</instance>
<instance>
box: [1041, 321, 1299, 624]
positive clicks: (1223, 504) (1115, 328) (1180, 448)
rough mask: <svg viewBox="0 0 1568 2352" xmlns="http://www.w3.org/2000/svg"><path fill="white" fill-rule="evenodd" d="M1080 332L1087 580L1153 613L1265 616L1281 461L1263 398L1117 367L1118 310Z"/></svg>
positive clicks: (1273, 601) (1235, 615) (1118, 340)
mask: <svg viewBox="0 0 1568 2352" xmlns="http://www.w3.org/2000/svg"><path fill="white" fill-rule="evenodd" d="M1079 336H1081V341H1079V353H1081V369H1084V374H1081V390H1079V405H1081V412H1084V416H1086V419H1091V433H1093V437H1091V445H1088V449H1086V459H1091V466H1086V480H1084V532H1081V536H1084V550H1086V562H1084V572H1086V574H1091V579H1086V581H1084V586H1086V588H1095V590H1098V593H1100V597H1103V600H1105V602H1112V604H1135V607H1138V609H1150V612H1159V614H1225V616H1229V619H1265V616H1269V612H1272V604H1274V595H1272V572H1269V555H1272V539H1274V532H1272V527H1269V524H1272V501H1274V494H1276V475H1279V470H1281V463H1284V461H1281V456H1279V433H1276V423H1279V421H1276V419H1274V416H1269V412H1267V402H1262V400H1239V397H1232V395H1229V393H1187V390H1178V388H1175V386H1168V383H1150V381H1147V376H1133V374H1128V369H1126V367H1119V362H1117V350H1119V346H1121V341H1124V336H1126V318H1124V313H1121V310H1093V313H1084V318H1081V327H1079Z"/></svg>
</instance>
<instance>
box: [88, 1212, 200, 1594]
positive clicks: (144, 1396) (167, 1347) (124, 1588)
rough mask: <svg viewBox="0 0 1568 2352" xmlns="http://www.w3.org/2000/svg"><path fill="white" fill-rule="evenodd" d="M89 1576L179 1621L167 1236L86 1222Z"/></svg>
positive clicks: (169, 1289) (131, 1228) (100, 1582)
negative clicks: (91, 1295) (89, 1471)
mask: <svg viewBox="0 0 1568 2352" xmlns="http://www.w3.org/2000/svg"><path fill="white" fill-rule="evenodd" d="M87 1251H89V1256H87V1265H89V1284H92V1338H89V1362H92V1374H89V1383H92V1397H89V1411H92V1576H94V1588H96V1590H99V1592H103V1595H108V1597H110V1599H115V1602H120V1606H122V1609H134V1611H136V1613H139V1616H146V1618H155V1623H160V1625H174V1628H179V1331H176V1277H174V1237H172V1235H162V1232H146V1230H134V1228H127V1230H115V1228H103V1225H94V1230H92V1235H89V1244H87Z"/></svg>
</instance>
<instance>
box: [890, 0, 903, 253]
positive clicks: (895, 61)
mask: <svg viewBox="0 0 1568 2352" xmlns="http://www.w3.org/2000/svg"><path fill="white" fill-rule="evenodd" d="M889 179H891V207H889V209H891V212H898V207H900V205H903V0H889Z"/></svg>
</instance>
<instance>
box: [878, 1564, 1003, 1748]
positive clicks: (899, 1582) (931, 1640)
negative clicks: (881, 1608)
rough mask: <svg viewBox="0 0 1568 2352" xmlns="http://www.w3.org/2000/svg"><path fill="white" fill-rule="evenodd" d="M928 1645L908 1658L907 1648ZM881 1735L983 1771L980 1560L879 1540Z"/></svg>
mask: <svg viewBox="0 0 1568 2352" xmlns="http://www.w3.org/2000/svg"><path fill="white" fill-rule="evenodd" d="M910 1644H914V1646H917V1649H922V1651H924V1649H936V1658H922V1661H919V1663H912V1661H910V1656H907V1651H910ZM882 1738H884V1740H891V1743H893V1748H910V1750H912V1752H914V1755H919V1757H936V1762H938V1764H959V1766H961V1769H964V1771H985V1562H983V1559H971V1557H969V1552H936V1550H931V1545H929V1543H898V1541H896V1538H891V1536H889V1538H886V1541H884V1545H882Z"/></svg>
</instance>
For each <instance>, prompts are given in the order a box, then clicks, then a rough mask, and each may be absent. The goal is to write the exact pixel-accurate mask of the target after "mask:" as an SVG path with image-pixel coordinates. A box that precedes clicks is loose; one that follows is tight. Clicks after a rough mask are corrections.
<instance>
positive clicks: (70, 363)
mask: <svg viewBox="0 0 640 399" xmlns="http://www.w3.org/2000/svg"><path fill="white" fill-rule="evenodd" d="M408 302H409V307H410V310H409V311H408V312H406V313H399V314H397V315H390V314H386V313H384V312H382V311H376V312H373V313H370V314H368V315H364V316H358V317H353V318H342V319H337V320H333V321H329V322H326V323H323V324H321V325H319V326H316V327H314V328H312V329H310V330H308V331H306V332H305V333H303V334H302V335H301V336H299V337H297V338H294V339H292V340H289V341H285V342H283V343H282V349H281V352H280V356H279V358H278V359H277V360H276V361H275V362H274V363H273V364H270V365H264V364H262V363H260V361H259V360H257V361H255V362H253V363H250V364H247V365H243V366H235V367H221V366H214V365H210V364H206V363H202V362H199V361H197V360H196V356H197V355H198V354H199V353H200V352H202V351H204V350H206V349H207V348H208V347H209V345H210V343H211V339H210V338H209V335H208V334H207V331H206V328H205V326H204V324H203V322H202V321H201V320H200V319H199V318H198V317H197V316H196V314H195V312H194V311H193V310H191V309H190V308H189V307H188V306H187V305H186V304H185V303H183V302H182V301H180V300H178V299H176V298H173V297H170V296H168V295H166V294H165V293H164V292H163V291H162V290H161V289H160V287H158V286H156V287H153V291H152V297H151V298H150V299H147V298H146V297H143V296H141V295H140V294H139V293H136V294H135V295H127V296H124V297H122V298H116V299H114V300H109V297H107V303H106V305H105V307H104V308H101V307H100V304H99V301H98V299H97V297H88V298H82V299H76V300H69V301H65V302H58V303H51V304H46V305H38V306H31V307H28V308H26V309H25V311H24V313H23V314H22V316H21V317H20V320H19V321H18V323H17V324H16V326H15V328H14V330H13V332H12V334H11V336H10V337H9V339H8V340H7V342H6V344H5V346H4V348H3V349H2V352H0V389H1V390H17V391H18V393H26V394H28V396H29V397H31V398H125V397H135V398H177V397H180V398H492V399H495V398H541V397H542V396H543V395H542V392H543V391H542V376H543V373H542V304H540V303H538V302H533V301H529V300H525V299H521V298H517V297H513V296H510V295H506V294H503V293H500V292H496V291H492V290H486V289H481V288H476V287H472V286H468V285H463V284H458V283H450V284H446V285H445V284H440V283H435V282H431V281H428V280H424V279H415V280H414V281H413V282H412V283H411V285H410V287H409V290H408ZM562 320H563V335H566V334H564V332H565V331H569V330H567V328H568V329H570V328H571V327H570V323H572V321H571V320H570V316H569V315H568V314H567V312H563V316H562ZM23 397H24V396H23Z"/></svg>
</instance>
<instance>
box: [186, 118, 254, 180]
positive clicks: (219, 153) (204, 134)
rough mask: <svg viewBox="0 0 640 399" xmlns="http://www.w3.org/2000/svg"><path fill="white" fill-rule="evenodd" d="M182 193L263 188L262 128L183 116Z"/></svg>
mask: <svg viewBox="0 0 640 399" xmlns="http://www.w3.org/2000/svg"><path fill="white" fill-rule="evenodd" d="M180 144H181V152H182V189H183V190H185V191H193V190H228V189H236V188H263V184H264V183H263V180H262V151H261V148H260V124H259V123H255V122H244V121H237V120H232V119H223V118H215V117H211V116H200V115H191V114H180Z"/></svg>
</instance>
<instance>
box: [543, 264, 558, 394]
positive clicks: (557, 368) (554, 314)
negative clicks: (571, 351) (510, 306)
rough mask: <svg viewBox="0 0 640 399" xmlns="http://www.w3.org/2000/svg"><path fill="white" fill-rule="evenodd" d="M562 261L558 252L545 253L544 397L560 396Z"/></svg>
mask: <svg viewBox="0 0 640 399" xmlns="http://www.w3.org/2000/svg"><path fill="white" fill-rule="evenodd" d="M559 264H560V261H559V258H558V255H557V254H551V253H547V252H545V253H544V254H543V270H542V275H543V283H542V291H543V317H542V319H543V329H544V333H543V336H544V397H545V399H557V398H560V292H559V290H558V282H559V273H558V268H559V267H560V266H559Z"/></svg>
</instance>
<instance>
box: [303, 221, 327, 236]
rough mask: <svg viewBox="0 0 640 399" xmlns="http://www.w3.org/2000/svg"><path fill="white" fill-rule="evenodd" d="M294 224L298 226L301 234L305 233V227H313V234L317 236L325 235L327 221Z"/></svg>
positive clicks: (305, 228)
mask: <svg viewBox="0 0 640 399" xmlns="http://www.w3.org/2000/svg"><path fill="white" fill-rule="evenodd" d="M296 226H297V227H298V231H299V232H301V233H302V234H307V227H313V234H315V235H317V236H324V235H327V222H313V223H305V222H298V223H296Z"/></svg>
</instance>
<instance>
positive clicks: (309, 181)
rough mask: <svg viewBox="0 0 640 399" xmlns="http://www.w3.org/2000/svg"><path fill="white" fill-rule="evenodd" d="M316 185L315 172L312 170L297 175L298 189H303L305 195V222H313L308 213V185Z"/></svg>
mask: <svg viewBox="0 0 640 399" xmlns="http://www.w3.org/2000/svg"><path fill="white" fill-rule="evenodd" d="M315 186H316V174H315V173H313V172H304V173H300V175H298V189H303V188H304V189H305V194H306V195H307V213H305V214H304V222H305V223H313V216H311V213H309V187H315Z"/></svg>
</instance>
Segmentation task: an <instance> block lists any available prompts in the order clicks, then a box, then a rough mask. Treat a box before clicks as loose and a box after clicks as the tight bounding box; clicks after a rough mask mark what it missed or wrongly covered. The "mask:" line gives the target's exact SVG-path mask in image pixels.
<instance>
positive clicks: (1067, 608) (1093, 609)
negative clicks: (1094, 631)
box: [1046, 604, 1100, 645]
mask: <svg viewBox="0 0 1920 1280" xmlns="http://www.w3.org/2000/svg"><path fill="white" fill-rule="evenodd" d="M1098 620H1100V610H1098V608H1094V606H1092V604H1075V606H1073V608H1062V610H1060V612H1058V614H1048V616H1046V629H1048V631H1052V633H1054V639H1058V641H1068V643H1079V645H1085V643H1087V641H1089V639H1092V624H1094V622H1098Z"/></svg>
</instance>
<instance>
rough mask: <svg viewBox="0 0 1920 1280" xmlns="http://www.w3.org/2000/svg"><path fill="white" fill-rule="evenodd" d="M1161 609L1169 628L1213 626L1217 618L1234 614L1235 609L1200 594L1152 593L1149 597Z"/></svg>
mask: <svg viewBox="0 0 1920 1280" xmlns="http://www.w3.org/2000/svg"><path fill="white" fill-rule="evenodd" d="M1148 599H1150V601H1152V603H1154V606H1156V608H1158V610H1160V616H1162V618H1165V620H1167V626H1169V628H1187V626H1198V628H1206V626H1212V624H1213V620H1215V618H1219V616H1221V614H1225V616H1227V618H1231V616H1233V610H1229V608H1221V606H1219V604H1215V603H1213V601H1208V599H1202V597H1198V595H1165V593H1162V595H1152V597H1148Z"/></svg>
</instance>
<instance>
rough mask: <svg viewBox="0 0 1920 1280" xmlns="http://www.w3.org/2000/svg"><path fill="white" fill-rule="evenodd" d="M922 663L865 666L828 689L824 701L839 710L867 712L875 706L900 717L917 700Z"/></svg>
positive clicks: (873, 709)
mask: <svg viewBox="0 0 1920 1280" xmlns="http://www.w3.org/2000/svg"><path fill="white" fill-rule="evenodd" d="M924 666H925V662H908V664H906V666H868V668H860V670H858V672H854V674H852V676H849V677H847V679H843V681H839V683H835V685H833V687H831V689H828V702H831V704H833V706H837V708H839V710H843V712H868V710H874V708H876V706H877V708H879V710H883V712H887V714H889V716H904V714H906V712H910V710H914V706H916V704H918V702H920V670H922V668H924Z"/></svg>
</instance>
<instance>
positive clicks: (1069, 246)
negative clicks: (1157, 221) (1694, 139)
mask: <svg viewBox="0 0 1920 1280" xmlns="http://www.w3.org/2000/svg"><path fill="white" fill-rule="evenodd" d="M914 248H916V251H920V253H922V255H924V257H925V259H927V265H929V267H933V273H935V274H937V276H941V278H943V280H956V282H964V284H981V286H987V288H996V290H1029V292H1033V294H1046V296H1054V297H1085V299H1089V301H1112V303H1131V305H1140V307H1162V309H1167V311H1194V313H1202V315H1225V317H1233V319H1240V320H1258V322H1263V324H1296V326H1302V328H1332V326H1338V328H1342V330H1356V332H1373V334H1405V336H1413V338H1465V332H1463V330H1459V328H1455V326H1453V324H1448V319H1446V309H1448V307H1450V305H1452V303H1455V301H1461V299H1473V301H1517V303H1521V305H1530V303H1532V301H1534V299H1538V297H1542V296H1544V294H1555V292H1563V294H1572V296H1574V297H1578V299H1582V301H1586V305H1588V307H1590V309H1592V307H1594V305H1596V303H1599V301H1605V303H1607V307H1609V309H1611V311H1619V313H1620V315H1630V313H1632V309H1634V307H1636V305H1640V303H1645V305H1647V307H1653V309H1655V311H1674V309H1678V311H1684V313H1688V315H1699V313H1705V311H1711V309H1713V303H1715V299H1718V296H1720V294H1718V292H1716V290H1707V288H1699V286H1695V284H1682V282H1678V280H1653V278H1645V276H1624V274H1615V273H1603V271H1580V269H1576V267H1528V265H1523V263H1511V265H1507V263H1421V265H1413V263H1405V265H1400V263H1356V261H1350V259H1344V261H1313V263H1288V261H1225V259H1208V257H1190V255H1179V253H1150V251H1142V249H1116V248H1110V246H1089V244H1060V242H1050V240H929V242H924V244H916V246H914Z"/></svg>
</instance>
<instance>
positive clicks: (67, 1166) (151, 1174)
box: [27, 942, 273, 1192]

-=-=-=-=-

__Activity__: In your answer, include only the lines above starting at the line that holds "box: [186, 118, 254, 180]" and ending at the line that holds "positive clicks: (309, 181)", copied exactly.

__Response__:
box: [186, 118, 254, 180]
positive clicks: (219, 153) (204, 134)
rough mask: <svg viewBox="0 0 640 399" xmlns="http://www.w3.org/2000/svg"><path fill="white" fill-rule="evenodd" d="M182 193L263 188L262 128L183 116Z"/></svg>
mask: <svg viewBox="0 0 640 399" xmlns="http://www.w3.org/2000/svg"><path fill="white" fill-rule="evenodd" d="M180 144H181V152H182V189H183V190H185V191H193V190H228V189H236V188H263V184H264V183H263V180H262V151H261V148H260V124H259V123H255V122H244V121H237V120H232V119H223V118H215V117H211V116H200V115H191V114H180Z"/></svg>
</instance>
<instance>
box: [543, 264, 558, 394]
positive clicks: (557, 368) (554, 314)
negative clicks: (571, 351) (510, 306)
rough mask: <svg viewBox="0 0 640 399" xmlns="http://www.w3.org/2000/svg"><path fill="white" fill-rule="evenodd" d="M562 261L558 252L545 253L544 397L560 396Z"/></svg>
mask: <svg viewBox="0 0 640 399" xmlns="http://www.w3.org/2000/svg"><path fill="white" fill-rule="evenodd" d="M559 264H560V261H559V258H558V255H557V254H551V253H547V252H545V253H544V254H543V270H542V275H543V283H542V291H543V317H542V319H543V329H544V333H543V336H544V397H545V399H557V398H560V292H559V290H558V282H559V273H558V268H559V267H560V266H559Z"/></svg>
</instance>
<instance>
box: [303, 221, 327, 236]
rough mask: <svg viewBox="0 0 640 399" xmlns="http://www.w3.org/2000/svg"><path fill="white" fill-rule="evenodd" d="M294 224L298 226L301 234L305 233V227H313V234L317 236L325 235L327 221Z"/></svg>
positive clicks: (305, 228)
mask: <svg viewBox="0 0 640 399" xmlns="http://www.w3.org/2000/svg"><path fill="white" fill-rule="evenodd" d="M296 226H297V227H298V231H299V232H301V233H302V234H307V227H313V234H315V235H317V236H324V235H327V222H313V223H305V222H298V223H296Z"/></svg>
</instance>
<instance>
positive clicks: (309, 181)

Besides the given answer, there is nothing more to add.